>> start
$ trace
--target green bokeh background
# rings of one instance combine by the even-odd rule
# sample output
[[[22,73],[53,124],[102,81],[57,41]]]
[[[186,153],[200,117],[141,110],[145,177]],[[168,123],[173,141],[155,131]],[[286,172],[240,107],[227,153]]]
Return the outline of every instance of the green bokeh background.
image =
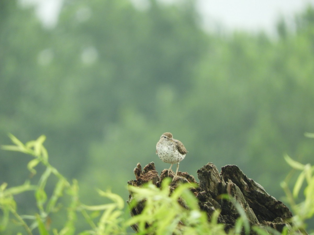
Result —
[[[193,1],[147,2],[66,0],[46,29],[34,9],[1,1],[0,144],[45,135],[50,162],[94,204],[95,188],[126,199],[138,162],[169,168],[155,151],[170,132],[189,152],[180,170],[235,164],[281,199],[284,154],[313,163],[314,9],[270,36],[209,33]],[[0,184],[22,183],[30,159],[0,151]]]

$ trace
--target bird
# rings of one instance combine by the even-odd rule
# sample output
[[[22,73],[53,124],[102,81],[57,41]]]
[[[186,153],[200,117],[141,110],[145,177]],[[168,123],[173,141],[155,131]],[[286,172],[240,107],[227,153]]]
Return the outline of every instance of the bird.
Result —
[[[164,162],[171,164],[168,170],[168,176],[172,165],[176,163],[177,165],[175,176],[177,175],[179,164],[188,152],[183,144],[173,137],[170,132],[165,132],[161,135],[156,145],[156,154]]]

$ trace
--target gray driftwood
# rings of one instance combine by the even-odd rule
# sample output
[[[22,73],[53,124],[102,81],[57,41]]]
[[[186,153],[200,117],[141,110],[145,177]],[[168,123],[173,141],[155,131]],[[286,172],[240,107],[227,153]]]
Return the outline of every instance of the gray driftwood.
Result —
[[[154,162],[148,164],[143,170],[140,164],[138,163],[134,169],[136,180],[130,180],[128,184],[141,187],[143,184],[152,180],[159,187],[161,181],[167,177],[168,172],[167,170],[164,170],[160,176]],[[251,226],[269,226],[281,232],[292,217],[291,212],[282,202],[248,178],[236,165],[225,166],[219,172],[215,165],[208,163],[197,171],[197,174],[199,183],[187,172],[178,172],[177,177],[170,185],[171,190],[181,184],[198,183],[198,187],[192,188],[191,190],[199,201],[200,208],[206,212],[209,219],[213,212],[219,209],[221,212],[218,222],[225,225],[226,231],[234,227],[240,215],[234,202],[222,199],[220,196],[222,194],[229,195],[235,199],[245,212]],[[173,177],[174,175],[171,170],[169,176]],[[128,202],[132,200],[130,195]],[[140,213],[143,206],[143,204],[139,203],[130,212],[131,215]],[[137,231],[136,225],[132,227]]]

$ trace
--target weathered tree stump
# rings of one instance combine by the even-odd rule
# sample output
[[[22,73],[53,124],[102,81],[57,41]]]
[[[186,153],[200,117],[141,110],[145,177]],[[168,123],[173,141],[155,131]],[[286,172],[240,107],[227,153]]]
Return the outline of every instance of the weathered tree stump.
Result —
[[[154,162],[148,164],[143,170],[139,163],[134,169],[136,180],[131,180],[128,184],[137,187],[150,180],[157,187],[167,177],[168,170],[164,170],[160,176],[156,170]],[[170,187],[171,191],[183,183],[198,183],[198,187],[192,190],[198,199],[201,209],[205,212],[210,219],[213,212],[219,209],[220,213],[219,223],[225,225],[227,231],[234,227],[240,216],[234,203],[222,199],[220,196],[227,194],[233,197],[242,207],[251,226],[269,226],[281,232],[292,217],[292,214],[282,202],[276,200],[265,191],[263,187],[248,178],[239,167],[227,165],[221,168],[220,173],[213,163],[208,163],[197,171],[199,183],[197,183],[192,175],[187,172],[178,172],[177,177],[173,179]],[[169,176],[173,177],[172,170]],[[128,202],[132,200],[130,195]],[[140,214],[143,205],[139,204],[130,212],[131,215]],[[137,231],[136,225],[133,227]]]

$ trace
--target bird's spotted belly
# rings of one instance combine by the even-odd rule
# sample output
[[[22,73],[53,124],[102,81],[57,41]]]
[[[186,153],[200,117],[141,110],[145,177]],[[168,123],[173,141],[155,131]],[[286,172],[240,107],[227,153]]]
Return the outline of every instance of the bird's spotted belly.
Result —
[[[160,146],[157,148],[157,154],[159,158],[164,162],[174,164],[182,161],[185,157],[185,154],[180,153],[172,146]]]

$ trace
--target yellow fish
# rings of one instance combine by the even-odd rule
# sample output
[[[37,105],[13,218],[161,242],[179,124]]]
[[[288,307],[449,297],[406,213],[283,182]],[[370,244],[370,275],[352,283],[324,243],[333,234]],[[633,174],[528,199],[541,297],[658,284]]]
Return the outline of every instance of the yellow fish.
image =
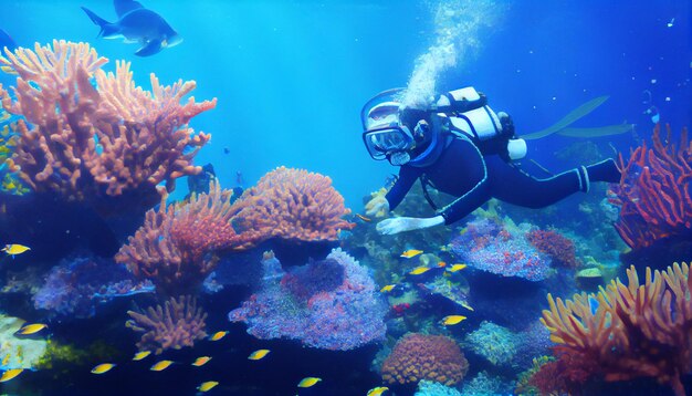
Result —
[[[195,361],[195,363],[192,363],[192,365],[193,365],[193,366],[197,366],[197,367],[199,367],[199,366],[203,366],[203,365],[206,365],[209,361],[211,361],[211,357],[209,357],[209,356],[200,356],[200,357],[198,357],[198,358]]]
[[[102,363],[97,366],[94,366],[94,368],[92,368],[92,374],[104,374],[111,371],[111,368],[115,367],[115,364],[113,363]]]
[[[368,390],[368,396],[380,396],[381,394],[384,394],[387,390],[389,390],[388,387],[386,387],[386,386],[378,386],[376,388],[373,388],[373,389]]]
[[[250,356],[248,356],[249,359],[251,361],[259,361],[262,357],[266,356],[270,353],[269,350],[258,350],[253,353],[250,354]]]
[[[211,390],[214,386],[219,385],[219,383],[217,383],[216,381],[208,381],[206,383],[201,383],[198,387],[197,390],[199,392],[209,392]]]
[[[149,369],[153,372],[162,372],[166,368],[168,368],[171,364],[172,364],[171,361],[160,361],[160,362],[155,363]]]
[[[448,268],[447,270],[449,272],[457,272],[457,271],[463,270],[464,268],[466,268],[466,264],[454,264],[454,265]]]
[[[428,267],[416,267],[411,272],[409,272],[411,275],[420,275],[423,274],[426,272],[430,271],[430,269]]]
[[[301,379],[301,382],[298,383],[298,388],[308,388],[308,387],[317,384],[321,381],[322,381],[322,378],[317,378],[317,377],[305,377],[305,378]]]
[[[216,333],[213,333],[212,336],[209,337],[209,340],[211,340],[211,341],[219,341],[219,340],[223,338],[227,334],[228,334],[228,332],[216,332]]]
[[[453,326],[454,324],[461,323],[465,319],[466,316],[462,315],[449,315],[442,319],[442,324],[445,326]]]
[[[135,357],[133,357],[133,361],[141,361],[143,358],[149,356],[150,354],[151,354],[151,351],[137,352],[135,354]]]
[[[410,258],[416,257],[416,256],[418,256],[418,254],[420,254],[422,252],[423,252],[422,250],[411,249],[411,250],[407,250],[403,253],[401,253],[401,257],[405,258],[405,259],[410,259]]]
[[[48,327],[48,326],[45,324],[43,324],[43,323],[28,324],[28,325],[23,326],[22,329],[20,329],[17,333],[23,334],[23,335],[29,335],[29,334],[38,333],[38,332],[42,331],[45,327]]]
[[[31,250],[31,248],[19,243],[6,244],[4,248],[0,249],[0,251],[3,251],[12,257],[14,257],[15,254],[21,254],[27,250]]]
[[[7,383],[8,381],[14,378],[15,376],[22,374],[23,371],[24,371],[23,368],[8,369],[7,372],[2,373],[2,376],[0,377],[0,383]]]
>> end
=== What this task involves ===
Copy out all of the material exactly as written, without its pictures.

=== The completed task ===
$ trace
--target green bokeh background
# rings of one instance combine by the even-odd rule
# sample output
[[[22,73],[53,124],[102,81],[57,41]]]
[[[186,153],[200,117],[141,110],[145,177]],[[168,123],[173,141],[155,131]],[[286,172],[240,107],[227,153]]]
Return the outline of every instance of the green bokeh background.
image =
Result —
[[[193,1],[147,2],[66,0],[46,29],[34,9],[1,1],[0,144],[45,135],[50,162],[94,204],[95,188],[126,199],[138,162],[169,168],[155,151],[170,132],[189,152],[180,170],[235,164],[281,199],[284,154],[313,163],[314,9],[270,36],[209,33]],[[0,184],[22,183],[30,159],[0,151]]]

$ trace
--target bird
# rings of one instance combine by the even-odd rule
# sample output
[[[22,73],[53,124],[102,81],[57,41]]]
[[[186,153],[200,117],[141,110],[145,177]],[[168,123],[173,141],[155,131]],[[286,172],[240,107],[227,153]]]
Return the outline of every instance of the bird.
Result —
[[[164,162],[171,164],[168,170],[168,176],[172,165],[176,163],[177,165],[175,176],[177,175],[179,164],[188,152],[183,144],[173,137],[170,132],[165,132],[161,135],[156,145],[156,154]]]

$ trace
--target gray driftwood
# rings of one instance combine by the even-odd rule
# sample output
[[[22,73],[53,124],[102,81],[57,41]]]
[[[186,153],[200,117],[141,110],[145,177]],[[168,123],[173,141],[155,131]],[[286,172],[240,107],[227,153]]]
Return the outline of every instance of the gray driftwood.
Result —
[[[154,162],[148,164],[143,170],[140,164],[138,163],[134,169],[136,180],[130,180],[128,184],[141,187],[143,184],[152,180],[159,187],[161,181],[167,177],[168,172],[167,170],[164,170],[160,176]],[[251,226],[269,226],[281,232],[292,217],[291,212],[282,202],[248,178],[236,165],[225,166],[219,172],[215,165],[208,163],[197,171],[197,174],[199,183],[187,172],[178,172],[177,177],[170,185],[171,190],[181,184],[198,183],[198,187],[192,188],[191,190],[199,201],[200,208],[206,212],[209,219],[213,212],[219,209],[221,212],[218,222],[225,225],[226,231],[234,227],[240,215],[234,202],[222,199],[220,196],[222,194],[229,195],[235,199],[245,212]],[[173,177],[174,175],[171,170],[169,176]],[[128,202],[132,200],[130,195]],[[140,213],[143,206],[143,204],[139,203],[130,212],[131,215]],[[137,231],[136,225],[132,227]]]

$ trace
--target weathered tree stump
# rings of one instance combine by the even-odd rule
# sample output
[[[22,73],[53,124],[102,81],[57,41]]]
[[[186,153],[200,117],[141,110],[145,177]],[[168,123],[173,141],[155,131]],[[286,172],[240,107],[227,153]]]
Return the outline of every instance of the weathered tree stump.
Result —
[[[154,162],[148,164],[143,170],[139,163],[134,169],[136,180],[131,180],[128,184],[137,187],[150,180],[157,187],[167,177],[168,170],[164,170],[160,176],[156,170]],[[170,187],[171,191],[183,183],[198,183],[198,187],[192,190],[198,199],[201,209],[205,212],[210,219],[213,212],[219,209],[220,213],[219,223],[225,225],[227,231],[234,227],[240,216],[234,203],[222,199],[220,196],[227,194],[233,197],[242,207],[251,226],[269,226],[281,232],[292,217],[292,214],[282,202],[276,200],[265,191],[263,187],[248,178],[239,167],[227,165],[221,168],[220,173],[213,163],[208,163],[197,171],[199,183],[197,183],[192,175],[187,172],[178,172],[177,177],[173,179]],[[169,176],[173,177],[172,170]],[[128,202],[132,200],[130,195]],[[140,214],[143,205],[139,204],[130,212],[131,215]],[[137,231],[136,225],[133,227]]]

$ trace
--target bird's spotted belly
# rings of one instance combine by the even-odd rule
# sample output
[[[22,73],[53,124],[102,81],[57,41]]]
[[[186,153],[200,117],[141,110],[145,177]],[[168,123],[173,141],[155,131]],[[286,172],[240,107],[227,153]]]
Return the outline of every instance of the bird's spotted belly.
Result —
[[[160,146],[157,148],[157,154],[159,158],[164,162],[174,164],[182,161],[185,157],[185,154],[180,153],[172,146]]]

$ trace
--target yellow fish
# rings of one instance combine by the even-odd rule
# sample output
[[[37,105],[13,218],[161,242],[179,124]]]
[[[288,307],[449,297],[406,213],[283,182]],[[370,244],[370,275],[352,283],[324,243],[333,234]],[[633,174],[528,199],[541,297],[658,284]]]
Return the outline of every instance of the yellow fish.
image =
Result —
[[[195,361],[195,363],[192,363],[192,365],[193,365],[193,366],[197,366],[197,367],[199,367],[199,366],[203,366],[203,365],[206,365],[209,361],[211,361],[211,357],[209,357],[209,356],[200,356],[200,357],[198,357],[198,358]]]
[[[102,363],[97,366],[94,366],[94,368],[92,368],[92,374],[104,374],[111,371],[111,368],[115,367],[115,364],[113,363]]]
[[[368,390],[368,396],[380,396],[381,394],[384,394],[387,390],[389,390],[388,387],[386,387],[386,386],[378,386],[376,388],[373,388],[373,389]]]
[[[250,356],[248,356],[249,359],[251,361],[259,361],[262,357],[266,356],[270,353],[269,350],[258,350],[253,353],[250,354]]]
[[[211,390],[214,386],[219,385],[219,383],[217,383],[216,381],[208,381],[206,383],[201,383],[198,387],[197,390],[199,392],[209,392]]]
[[[149,369],[153,372],[162,372],[166,368],[168,368],[171,364],[172,364],[171,361],[160,361],[160,362],[155,363]]]
[[[448,268],[447,270],[449,272],[457,272],[457,271],[463,270],[464,268],[466,268],[466,264],[454,264],[454,265]]]
[[[428,267],[416,267],[411,272],[409,272],[411,275],[420,275],[423,274],[426,272],[430,271],[430,269]]]
[[[301,379],[301,382],[298,383],[298,388],[308,388],[308,387],[317,384],[321,381],[322,381],[322,378],[317,378],[317,377],[305,377],[305,378]]]
[[[216,333],[213,333],[212,336],[209,337],[209,340],[211,340],[211,341],[219,341],[219,340],[223,338],[227,334],[228,334],[228,332],[216,332]]]
[[[453,326],[454,324],[461,323],[465,319],[466,316],[462,315],[449,315],[442,319],[442,324],[445,326]]]
[[[135,357],[133,357],[133,361],[141,361],[143,358],[149,356],[150,354],[151,354],[151,351],[137,352],[135,354]]]
[[[410,258],[416,257],[416,256],[418,256],[418,254],[420,254],[422,252],[423,252],[422,250],[411,249],[411,250],[407,250],[403,253],[401,253],[401,257],[405,258],[405,259],[410,259]]]
[[[48,327],[48,326],[45,324],[43,324],[43,323],[28,324],[28,325],[23,326],[22,329],[20,329],[17,333],[23,334],[23,335],[29,335],[29,334],[38,333],[38,332],[42,331],[45,327]]]
[[[31,250],[31,248],[19,243],[6,244],[4,248],[0,249],[0,251],[3,251],[12,257],[14,257],[15,254],[21,254],[27,250]]]
[[[7,383],[8,381],[14,378],[15,376],[22,374],[23,371],[24,371],[23,368],[8,369],[7,372],[2,373],[2,376],[0,377],[0,383]]]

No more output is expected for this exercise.